=== Document text ===
>>>>>

Ons word in die Bybel beveel om gasvryheid te betoon (bv. Rom. 24:13). Die onderstaande nota help om gasvryheid in die Bybelse tyd en kultuur te verstaan:
"Hospitality may be defined as ‘the process by means of which an outsider’s status is changed from stranger to guest’. It is not something a person provides for family or friends but for strangers.
Strangers need hospitality, for otherwise they will be treated as non-human because they are potentially a threat to the community. Strangers had no standing in law or custom, and therefore needed a patron in the community they were visiting. There was no universal brotherhood in the ancient Mediterranean world.
Certain ‘rules’ of hospitality had to be observed by guests and hosts. Guests must not (i) insult their host or show any kind of hostility or rivalry; (ii) usurp the role of their host in any way, for example, making themselves at home when not invited to do so, ordering the dependents of the host about, and making demands of their host; (iii) refuse what is offered, especially food. Hosts, for their part, must not (i) insult their guests or make any show of hostility or rivalry; (ii) neglect to protect their guests’ honor; (iii) fail to show concern for the needs of their guests.

<<<<<

Entries excerpted from a collection:

>>>>>

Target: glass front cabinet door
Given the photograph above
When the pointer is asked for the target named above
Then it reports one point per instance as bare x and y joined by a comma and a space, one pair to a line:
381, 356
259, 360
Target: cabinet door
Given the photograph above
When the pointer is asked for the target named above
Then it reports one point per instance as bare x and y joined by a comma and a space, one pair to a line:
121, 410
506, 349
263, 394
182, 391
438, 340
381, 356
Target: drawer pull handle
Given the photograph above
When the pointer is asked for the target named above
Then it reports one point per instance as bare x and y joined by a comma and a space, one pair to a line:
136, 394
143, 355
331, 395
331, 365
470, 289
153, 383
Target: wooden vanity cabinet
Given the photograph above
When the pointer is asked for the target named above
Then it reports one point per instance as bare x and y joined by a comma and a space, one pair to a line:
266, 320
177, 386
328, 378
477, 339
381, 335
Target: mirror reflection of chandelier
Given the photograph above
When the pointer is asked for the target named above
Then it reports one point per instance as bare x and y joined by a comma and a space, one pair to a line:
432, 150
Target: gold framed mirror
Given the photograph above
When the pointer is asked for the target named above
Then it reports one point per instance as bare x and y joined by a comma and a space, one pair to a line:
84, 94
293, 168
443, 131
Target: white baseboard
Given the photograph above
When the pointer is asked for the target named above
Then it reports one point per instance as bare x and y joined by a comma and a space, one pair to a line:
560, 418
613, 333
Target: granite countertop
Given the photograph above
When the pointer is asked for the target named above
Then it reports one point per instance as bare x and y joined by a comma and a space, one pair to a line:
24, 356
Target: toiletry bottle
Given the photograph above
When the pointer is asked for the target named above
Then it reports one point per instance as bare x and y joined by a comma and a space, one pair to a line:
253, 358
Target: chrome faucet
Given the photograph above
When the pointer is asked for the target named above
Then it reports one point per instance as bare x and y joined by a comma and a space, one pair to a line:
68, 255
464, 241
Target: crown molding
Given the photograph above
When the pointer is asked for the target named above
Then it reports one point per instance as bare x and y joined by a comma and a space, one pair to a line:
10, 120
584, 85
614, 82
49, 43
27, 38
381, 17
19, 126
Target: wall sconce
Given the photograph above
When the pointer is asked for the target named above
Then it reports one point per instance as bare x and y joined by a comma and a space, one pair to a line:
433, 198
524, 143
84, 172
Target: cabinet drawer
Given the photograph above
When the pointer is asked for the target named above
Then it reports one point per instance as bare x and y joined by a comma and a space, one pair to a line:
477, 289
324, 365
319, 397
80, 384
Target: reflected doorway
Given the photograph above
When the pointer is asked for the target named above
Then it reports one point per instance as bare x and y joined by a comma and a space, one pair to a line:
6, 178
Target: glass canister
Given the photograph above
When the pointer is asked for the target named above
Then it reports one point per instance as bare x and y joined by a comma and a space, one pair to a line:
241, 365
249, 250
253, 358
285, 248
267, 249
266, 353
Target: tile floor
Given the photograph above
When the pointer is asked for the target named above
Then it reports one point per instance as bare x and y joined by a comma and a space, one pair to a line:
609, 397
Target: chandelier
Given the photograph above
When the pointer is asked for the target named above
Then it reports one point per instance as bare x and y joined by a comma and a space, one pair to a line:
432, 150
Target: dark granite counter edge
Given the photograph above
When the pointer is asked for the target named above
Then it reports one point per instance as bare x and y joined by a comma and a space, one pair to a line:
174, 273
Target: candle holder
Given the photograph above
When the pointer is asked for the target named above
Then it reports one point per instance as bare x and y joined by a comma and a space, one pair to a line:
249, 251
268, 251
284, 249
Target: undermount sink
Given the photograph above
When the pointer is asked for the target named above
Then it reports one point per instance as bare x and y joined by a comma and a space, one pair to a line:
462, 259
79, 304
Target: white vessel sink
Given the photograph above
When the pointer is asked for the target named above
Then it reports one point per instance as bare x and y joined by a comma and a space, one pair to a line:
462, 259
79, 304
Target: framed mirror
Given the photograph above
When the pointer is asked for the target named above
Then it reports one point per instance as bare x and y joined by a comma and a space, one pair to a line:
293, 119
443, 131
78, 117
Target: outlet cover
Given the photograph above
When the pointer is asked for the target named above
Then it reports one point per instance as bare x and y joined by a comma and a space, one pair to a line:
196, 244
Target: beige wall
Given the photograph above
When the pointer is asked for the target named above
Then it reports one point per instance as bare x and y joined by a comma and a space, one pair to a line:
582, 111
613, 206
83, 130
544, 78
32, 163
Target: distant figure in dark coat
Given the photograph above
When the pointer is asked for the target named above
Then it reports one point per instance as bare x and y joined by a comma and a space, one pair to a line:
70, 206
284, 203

<<<<<
>>>>>

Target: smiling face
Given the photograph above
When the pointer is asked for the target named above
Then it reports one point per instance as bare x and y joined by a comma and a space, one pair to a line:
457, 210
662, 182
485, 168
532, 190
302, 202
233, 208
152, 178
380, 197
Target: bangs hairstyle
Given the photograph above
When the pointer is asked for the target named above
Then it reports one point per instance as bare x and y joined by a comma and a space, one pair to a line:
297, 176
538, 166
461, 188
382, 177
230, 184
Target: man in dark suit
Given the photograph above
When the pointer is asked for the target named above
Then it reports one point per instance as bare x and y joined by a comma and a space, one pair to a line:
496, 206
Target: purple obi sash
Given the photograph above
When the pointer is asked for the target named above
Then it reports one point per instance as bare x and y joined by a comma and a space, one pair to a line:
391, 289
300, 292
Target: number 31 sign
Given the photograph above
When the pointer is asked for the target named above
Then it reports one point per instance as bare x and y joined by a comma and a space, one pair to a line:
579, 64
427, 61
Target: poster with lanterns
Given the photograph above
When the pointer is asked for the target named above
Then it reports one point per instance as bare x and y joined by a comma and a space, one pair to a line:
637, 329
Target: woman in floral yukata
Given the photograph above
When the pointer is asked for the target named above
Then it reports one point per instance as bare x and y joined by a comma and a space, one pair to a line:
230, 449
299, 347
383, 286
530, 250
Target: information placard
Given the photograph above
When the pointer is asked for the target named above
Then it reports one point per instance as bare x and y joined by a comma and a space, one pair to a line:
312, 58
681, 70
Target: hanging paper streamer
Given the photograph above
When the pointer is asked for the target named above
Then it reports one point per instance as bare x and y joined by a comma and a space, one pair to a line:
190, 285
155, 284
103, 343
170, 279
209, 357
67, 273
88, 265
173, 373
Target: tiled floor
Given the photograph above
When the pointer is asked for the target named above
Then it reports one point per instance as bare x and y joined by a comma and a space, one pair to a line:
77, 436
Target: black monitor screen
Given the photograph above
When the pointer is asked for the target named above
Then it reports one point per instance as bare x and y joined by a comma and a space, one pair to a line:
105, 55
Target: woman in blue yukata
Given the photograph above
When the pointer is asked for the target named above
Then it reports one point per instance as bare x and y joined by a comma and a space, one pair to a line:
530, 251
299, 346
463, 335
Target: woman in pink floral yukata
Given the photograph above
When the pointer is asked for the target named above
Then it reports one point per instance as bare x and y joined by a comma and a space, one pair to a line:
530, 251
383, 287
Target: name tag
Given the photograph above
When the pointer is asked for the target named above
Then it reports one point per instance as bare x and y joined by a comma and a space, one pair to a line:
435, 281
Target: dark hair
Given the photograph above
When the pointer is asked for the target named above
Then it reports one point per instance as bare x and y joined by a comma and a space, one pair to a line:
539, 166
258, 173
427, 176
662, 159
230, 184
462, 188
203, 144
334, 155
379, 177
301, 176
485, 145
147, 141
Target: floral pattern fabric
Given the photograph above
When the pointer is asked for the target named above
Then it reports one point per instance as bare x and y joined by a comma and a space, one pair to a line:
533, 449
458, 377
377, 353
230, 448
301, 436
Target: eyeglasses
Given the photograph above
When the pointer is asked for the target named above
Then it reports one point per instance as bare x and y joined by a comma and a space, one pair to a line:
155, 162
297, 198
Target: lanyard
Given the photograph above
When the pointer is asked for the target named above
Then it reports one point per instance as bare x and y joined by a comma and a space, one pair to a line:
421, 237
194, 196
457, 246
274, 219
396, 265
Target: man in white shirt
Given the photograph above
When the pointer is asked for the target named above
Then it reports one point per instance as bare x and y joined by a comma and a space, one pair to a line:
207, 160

<<<<<
>>>>>

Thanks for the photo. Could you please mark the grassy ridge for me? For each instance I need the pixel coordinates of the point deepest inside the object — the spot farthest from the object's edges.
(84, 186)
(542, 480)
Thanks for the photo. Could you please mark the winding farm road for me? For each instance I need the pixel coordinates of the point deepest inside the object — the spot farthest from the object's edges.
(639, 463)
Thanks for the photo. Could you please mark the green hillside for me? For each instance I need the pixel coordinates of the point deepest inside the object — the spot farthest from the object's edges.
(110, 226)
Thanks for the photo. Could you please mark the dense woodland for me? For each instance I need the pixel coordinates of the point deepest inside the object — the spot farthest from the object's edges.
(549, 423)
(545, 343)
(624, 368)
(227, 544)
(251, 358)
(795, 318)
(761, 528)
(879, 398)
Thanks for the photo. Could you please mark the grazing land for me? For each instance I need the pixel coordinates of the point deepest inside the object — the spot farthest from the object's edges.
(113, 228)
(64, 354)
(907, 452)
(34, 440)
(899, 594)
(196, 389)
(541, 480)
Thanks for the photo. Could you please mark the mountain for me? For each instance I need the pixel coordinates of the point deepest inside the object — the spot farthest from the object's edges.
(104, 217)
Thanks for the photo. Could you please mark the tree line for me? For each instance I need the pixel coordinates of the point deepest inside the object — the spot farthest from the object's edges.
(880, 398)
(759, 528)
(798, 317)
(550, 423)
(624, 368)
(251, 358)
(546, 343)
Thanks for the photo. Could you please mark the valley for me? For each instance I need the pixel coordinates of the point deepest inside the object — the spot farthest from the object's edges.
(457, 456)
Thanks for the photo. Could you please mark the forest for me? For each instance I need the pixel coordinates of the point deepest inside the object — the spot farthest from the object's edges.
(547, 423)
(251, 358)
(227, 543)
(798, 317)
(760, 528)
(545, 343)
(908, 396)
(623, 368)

<<<<<

=== Task details ===
Set down the passage of the text on hospitality between "Ons word in" and "but for strangers.", inclusive. The entries are separate material with no connection to the text on hospitality.

=== Your solution ===
Ons word in die Bybel beveel om gasvryheid te betoon (bv. Rom. 24:13). Die onderstaande nota help om gasvryheid in die Bybelse tyd en kultuur te verstaan:
"Hospitality may be defined as ‘the process by means of which an outsider’s status is changed from stranger to guest’. It is not something a person provides for family or friends but for strangers.